### Task statement:
Turn the part of the items below that opens with the line containing "Would you be able to pick out the servtec" and runs to the end of the items into a JSON list of strings, one string per line, with blank lines left out.

--- Start ---

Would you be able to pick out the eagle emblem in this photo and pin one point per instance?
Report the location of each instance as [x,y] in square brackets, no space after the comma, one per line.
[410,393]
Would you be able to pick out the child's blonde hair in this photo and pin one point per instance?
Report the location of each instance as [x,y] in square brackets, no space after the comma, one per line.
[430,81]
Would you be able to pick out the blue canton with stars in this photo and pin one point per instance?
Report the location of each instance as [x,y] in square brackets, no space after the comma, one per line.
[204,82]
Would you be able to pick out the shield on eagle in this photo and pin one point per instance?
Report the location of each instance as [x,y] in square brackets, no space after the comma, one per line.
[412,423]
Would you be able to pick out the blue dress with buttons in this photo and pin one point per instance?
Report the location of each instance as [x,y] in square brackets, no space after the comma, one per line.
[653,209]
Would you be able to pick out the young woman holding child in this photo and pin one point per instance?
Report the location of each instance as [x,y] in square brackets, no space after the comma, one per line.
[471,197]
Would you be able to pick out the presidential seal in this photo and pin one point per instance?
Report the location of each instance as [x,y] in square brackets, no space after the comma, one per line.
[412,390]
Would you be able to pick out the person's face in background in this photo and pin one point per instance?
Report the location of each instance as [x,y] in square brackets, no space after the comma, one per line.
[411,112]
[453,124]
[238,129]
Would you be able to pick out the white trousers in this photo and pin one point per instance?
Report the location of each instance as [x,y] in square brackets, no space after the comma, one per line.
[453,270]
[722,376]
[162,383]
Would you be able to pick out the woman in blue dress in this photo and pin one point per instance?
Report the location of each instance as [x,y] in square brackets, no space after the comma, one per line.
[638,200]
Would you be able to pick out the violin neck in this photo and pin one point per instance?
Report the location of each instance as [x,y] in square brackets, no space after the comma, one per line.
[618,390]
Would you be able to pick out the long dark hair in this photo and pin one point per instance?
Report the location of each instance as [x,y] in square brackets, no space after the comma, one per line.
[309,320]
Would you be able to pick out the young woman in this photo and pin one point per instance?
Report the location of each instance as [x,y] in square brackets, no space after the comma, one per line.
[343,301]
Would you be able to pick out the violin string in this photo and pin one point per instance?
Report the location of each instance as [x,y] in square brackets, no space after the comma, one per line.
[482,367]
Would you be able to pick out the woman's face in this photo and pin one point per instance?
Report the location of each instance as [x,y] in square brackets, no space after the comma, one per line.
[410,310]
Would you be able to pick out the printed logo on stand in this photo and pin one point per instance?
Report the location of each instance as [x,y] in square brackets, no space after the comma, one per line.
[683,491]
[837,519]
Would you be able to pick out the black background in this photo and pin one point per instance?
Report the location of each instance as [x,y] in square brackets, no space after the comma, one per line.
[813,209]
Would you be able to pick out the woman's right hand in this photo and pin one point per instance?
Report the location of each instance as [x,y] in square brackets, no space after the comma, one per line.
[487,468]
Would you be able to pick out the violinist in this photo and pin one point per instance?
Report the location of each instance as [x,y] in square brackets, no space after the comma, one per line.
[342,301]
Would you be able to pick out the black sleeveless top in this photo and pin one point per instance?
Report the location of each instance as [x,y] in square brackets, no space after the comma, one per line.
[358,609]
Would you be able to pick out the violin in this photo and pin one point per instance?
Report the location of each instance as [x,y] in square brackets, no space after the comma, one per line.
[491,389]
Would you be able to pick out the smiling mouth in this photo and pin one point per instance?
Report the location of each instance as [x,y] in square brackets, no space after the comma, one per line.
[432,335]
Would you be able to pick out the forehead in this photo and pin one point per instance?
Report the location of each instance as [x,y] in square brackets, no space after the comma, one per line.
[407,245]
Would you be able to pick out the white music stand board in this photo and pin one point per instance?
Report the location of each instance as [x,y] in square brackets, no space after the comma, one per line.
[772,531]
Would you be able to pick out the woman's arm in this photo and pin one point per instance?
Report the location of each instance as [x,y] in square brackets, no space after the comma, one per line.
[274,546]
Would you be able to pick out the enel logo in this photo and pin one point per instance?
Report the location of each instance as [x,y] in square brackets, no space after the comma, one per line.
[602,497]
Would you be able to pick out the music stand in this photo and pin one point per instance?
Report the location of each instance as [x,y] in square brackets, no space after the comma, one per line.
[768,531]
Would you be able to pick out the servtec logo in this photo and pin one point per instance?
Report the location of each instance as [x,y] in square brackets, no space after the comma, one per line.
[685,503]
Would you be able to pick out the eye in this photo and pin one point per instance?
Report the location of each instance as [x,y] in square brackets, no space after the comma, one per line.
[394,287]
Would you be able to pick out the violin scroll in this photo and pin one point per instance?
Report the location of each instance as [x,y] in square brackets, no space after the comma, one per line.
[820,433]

--- End ---

### Final result:
[
  "Would you be able to pick out the servtec logo in this photo and pin one point per instance?",
  "Report the location of each instance as [x,y] in square brackets, no space after the comma, one per line.",
  "[685,503]",
  "Would you be able to pick out the eye in this photo and pin one point per instance?",
  "Report the location of each instance as [x,y] in square brackets, no space after the comma, one per line.",
  "[394,287]",
  "Would you be able to pick out the violin scroll in this photo and pin one point per instance?",
  "Report the location of each instance as [x,y] in square brackets, no space after the comma, one per line.",
  "[820,433]"
]